Corsair teams have all their own ploys, though some will seem a bit familiar to Aeldari/Drukhari players. Several of these give you extra movement – Plunderers (1 CP) lets you pick up to three friendly operatives to immediately perform a free Dash action, though you have to end your move closer to the nearest objective marker. Aeldari Agility (1 CP) Lets your team use move an additional ▲ each time it makes a Dash, Fall Back, or Normal move action during its activation, at the cost of not being able to FIght or Shoot. When paired with Aeldari Raiders this lets you move up to 11” with your Normal and Dash moves.
When it comes to melee, Corsairs have several nasty tricks as well. The Rapid Strike Strategic Ploy lets you retain a normal hit as a crit for each of your operatives when attacking an unreadied target, while the Opportunistic Fighters Tactical Ploy does D3 mortal wounds to enemies falling back from your operatives. And The Deadly Ambush Tactical Ploy lets one of your Corsairs charge an enemy operative immediately following one of their move actions if they’re close enough.
Corsairs have a decent amount of equipment, though perhaps fewer options than you might expect for a group of pirates and marauders. The Ocular Scanner is a fine add-on for gunners that gives its weapons the No Cover special rule, while the Corsair Blade is just a bog standard weapon upgrade to fists, giving your operatives 3/4 damage attacks in melee.
There are also three operative-specific options: The Mistfield is a must-take on your Felarch that gives them and nearby Corsairs a 5+ invulnerable save. The Lodestar Helm goes on your Way Seeker and lets them ignore the penalty for attempting a second cast per activation. And the Pathfinder Cloak gives your Fate Dealer the ability to always be treated as under a Conceal Order, regardless of any other rules.
The three Tac Ops for the Corsair Voidscarred. Flawless Raid rewards you for outsourcing an opponent two turns in a row – the very definition of winning more, but something you can wait to reveal. Soul Guard is revealed at the start of the game and has you put Spirit Stone tokens on each operative and making sure you end the game holding all of them. Opportunists has you put three loot tokens on enemy operatives and rewards you for ending up with them on your own operatives. They’re OK – only Flawless Raid seems like a miss here, and the others seem flavorful and fun, at the very least.
How They’ll Play
Corsair Voidscarred teams are going to be very interesting. Durability-wise, they’re on par with Commorite Kill Teams, but much faster and more versatile. They’ll take a full complement of unique operatives in most missions, save maybe a Medic, where another gun might be more useful. Once they get going they’ll be all over the field, using the Shade Runner to make free attacks and soften up/finish off targets in concert with the heavy gunner and way seeker. If there’s an area the team struggles a bit it’ll be shooting, but they can be very deadly from short ranges and the wraithcannon is an absolute monster. The real question at this point is whether they’ll be better than Harlequins kill teams.
Either way, if you’re a Craftworlds or Drukhari player looking to have the full Kill Team experience, the Corsairs likely give you what you’re looking for, combining just enough elements of either that you can feel good about the team you build.

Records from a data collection
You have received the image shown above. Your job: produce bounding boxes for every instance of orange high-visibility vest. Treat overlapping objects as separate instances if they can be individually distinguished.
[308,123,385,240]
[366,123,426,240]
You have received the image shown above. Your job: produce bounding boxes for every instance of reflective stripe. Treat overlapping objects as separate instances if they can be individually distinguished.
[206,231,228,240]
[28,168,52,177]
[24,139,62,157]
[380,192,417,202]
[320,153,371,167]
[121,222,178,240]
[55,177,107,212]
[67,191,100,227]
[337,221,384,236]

* * *

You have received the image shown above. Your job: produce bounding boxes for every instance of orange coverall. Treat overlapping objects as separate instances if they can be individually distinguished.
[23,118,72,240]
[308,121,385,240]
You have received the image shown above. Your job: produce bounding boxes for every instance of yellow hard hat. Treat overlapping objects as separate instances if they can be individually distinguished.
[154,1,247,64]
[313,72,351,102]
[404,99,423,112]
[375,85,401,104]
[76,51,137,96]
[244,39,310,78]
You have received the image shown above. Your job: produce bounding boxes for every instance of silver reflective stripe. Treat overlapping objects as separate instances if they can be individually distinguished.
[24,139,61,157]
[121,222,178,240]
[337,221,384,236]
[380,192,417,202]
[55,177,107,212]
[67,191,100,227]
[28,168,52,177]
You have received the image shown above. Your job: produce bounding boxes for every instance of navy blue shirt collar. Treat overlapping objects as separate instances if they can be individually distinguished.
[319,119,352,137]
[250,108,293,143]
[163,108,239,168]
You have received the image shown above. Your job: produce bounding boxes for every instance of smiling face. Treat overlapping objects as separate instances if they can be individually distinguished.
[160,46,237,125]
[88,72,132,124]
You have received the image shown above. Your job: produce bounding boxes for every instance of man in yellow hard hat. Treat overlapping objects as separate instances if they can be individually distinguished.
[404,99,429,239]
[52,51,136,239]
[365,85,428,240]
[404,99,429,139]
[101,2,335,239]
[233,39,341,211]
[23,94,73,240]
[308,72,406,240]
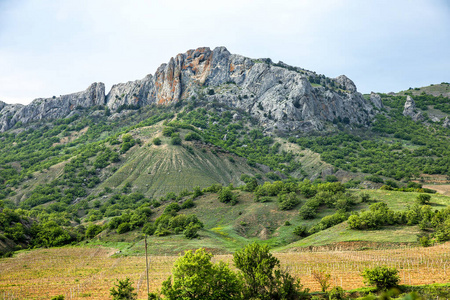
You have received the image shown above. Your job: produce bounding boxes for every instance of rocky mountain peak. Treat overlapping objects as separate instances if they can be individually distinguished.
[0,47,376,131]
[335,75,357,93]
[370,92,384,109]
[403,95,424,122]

WORK INSTRUCTION 1
Answer these questions from the Corsair review:
(a) How many CP does the Plunderers ploy cost?
(b) What save does the Mistfield give?
(c) Which Tac Op is revealed at the start of the game?
WORK INSTRUCTION 2
In the Corsair review, turn the paragraph beginning "There are also three operative-specific options" into a short list that keeps its main facts.
WORK INSTRUCTION 3
From the Corsair review, reproduce word for word the stretch from "Corsair teams have" through "and Dash moves.".
None of the listing is needed for this work.

TASK OUTPUT 1
(a) 1 CP
(b) A 5+ invulnerable save, for the Felarch and nearby Corsairs
(c) Soul Guard

TASK OUTPUT 2
- Mistfield: a must-take on the Felarch; gives the Felarch and nearby Corsairs a 5+ invulnerable save.
- Lodestar Helm: goes on the Way Seeker; lets it ignore the penalty for attempting a second cast per activation.
- Pathfinder Cloak: lets the Fate Dealer always be treated as under a Conceal Order, regardless of any other rules.

TASK OUTPUT 3
Corsair teams have all their own ploys, though some will seem a bit familiar to Aeldari/Drukhari players. Several of these give you extra movement – Plunderers (1 CP) lets you pick up to three friendly operatives to immediately perform a free Dash action, though you have to end your move closer to the nearest objective marker. Aeldari Agility (1 CP) Lets your team use move an additional ▲ each time it makes a Dash, Fall Back, or Normal move action during its activation, at the cost of not being able to FIght or Shoot. When paired with Aeldari Raiders this lets you move up to 11” with your Normal and Dash moves.